YOUR OBJECTIVE: Reproduce the listing below in full and without alteration, apart from its pictures.

── EXERCISE MATERIAL

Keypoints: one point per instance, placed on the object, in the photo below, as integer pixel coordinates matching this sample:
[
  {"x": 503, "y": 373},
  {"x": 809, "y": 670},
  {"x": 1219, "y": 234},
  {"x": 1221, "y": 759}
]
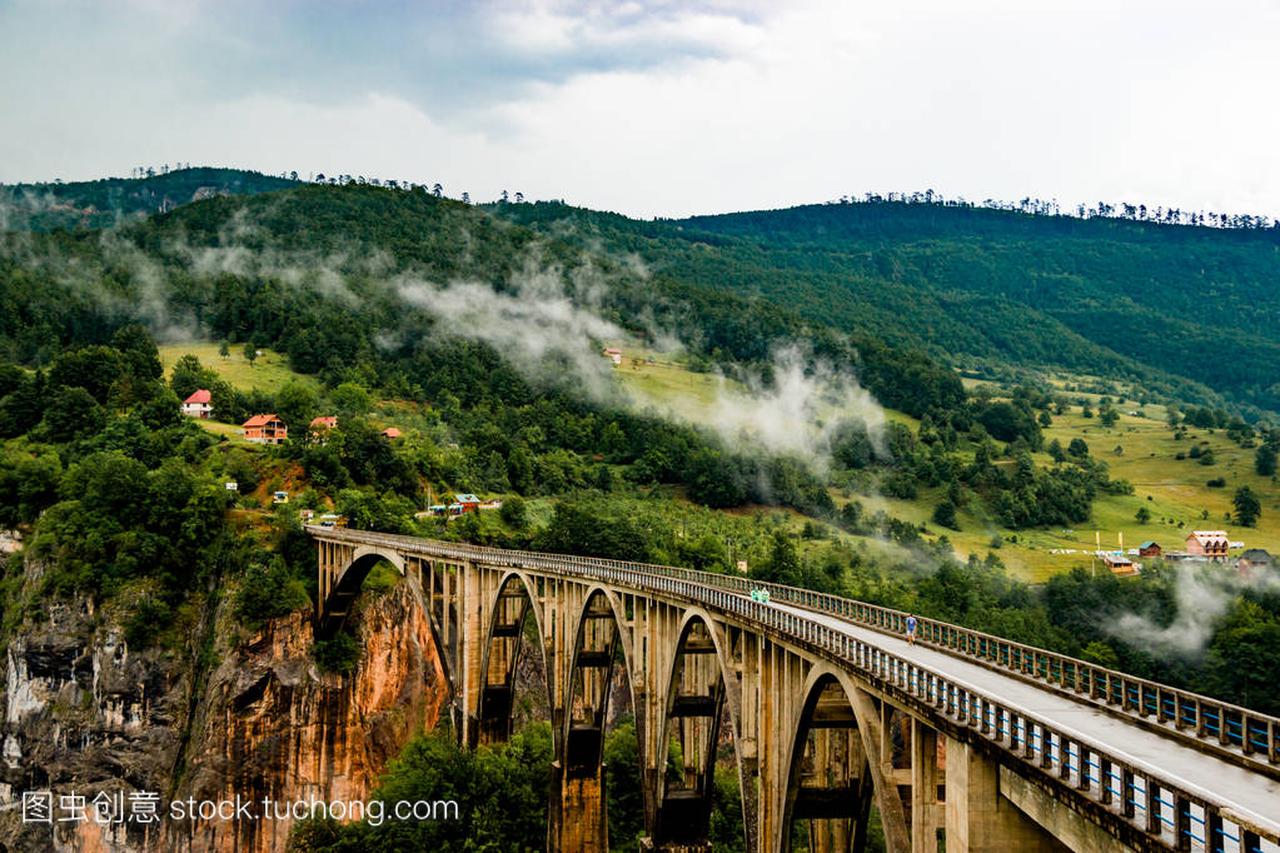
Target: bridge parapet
[{"x": 1139, "y": 804}]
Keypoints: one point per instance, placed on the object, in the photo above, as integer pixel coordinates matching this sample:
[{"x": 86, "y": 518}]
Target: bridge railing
[
  {"x": 1220, "y": 726},
  {"x": 1156, "y": 804}
]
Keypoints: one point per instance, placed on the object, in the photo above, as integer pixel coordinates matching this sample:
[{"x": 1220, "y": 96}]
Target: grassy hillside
[
  {"x": 1178, "y": 489},
  {"x": 265, "y": 374}
]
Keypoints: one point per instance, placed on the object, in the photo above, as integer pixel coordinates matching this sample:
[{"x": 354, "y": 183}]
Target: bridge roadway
[
  {"x": 1246, "y": 793},
  {"x": 1100, "y": 760}
]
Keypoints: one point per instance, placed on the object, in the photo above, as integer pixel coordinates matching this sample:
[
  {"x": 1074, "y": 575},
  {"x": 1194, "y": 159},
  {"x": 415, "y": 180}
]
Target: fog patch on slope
[
  {"x": 1202, "y": 594},
  {"x": 534, "y": 324}
]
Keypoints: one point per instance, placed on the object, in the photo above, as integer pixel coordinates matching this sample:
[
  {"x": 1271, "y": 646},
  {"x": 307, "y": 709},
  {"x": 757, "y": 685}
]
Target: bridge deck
[{"x": 1249, "y": 793}]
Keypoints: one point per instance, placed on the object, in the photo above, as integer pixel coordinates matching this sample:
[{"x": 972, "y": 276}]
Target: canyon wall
[{"x": 232, "y": 715}]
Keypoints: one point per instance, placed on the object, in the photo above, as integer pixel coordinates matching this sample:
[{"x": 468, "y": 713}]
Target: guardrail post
[
  {"x": 1128, "y": 792},
  {"x": 1183, "y": 825}
]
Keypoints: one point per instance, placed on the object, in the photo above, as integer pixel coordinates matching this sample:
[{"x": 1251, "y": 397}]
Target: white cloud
[{"x": 667, "y": 108}]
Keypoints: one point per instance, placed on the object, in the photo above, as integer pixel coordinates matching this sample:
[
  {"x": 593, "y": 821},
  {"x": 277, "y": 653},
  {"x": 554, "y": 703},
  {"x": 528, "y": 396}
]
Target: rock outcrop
[{"x": 232, "y": 717}]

────

THE RESULT:
Keypoints: one point per instance, placed on the object, in the photo below, as integer pixel coordinates matching this sample:
[
  {"x": 503, "y": 373},
  {"x": 809, "y": 670},
  {"x": 1219, "y": 234},
  {"x": 1221, "y": 759}
]
Target: bridge parapet
[{"x": 1139, "y": 804}]
Keypoints: one point per instance, placed on the object, in the photo above, as integer pixel coordinates matching this sample:
[{"x": 86, "y": 518}]
Target: bridge railing
[
  {"x": 1220, "y": 726},
  {"x": 1156, "y": 804}
]
Keypoints: one point per instance, placed on the object, in the photo above, as integer pixel coordinates matching this sample:
[{"x": 1220, "y": 96}]
Target: grassy hillside
[
  {"x": 1178, "y": 489},
  {"x": 265, "y": 374}
]
Keypoints: one point per instance, placed on the object, in the photo above, as integer pixel coordinates matching this sample:
[{"x": 354, "y": 183}]
Target: bridge roadway
[
  {"x": 1246, "y": 793},
  {"x": 1100, "y": 760}
]
Keypoints: one point per instance, placed on the object, in the photo above, as integer pixel coordinates matching this sample:
[
  {"x": 1074, "y": 575},
  {"x": 1194, "y": 159},
  {"x": 415, "y": 180}
]
Target: fog patch on slope
[
  {"x": 1202, "y": 594},
  {"x": 534, "y": 324}
]
Keypoints: one point per instance, placed on the object, in the photo above, as integer pixel coordinates matching this sample:
[
  {"x": 1271, "y": 646},
  {"x": 307, "y": 709},
  {"x": 757, "y": 685}
]
Target: bridge deck
[{"x": 1249, "y": 793}]
Keypoints: one point per instance, placed on the object, in the photo above, as integer pixel coordinates matching this sample:
[{"x": 972, "y": 276}]
Target: canyon wall
[{"x": 232, "y": 715}]
Keypoints: one point per instance, placed on the object, in the photo above, as integer pixel coordinates matching this sample:
[{"x": 468, "y": 713}]
Target: guardrail post
[
  {"x": 1128, "y": 792},
  {"x": 1183, "y": 825}
]
Keypoints: one point per instance, placed on the object, in the photo above, as integer pixel coordinates matching this sample:
[{"x": 1251, "y": 397}]
Target: white cloud
[{"x": 667, "y": 108}]
Keypoints: one point per instance, placed on the object, in the photo above, as integer pixel coordinates matching this sample:
[
  {"x": 593, "y": 821},
  {"x": 277, "y": 653},
  {"x": 554, "y": 703},
  {"x": 528, "y": 396}
]
Target: rock outcrop
[{"x": 232, "y": 717}]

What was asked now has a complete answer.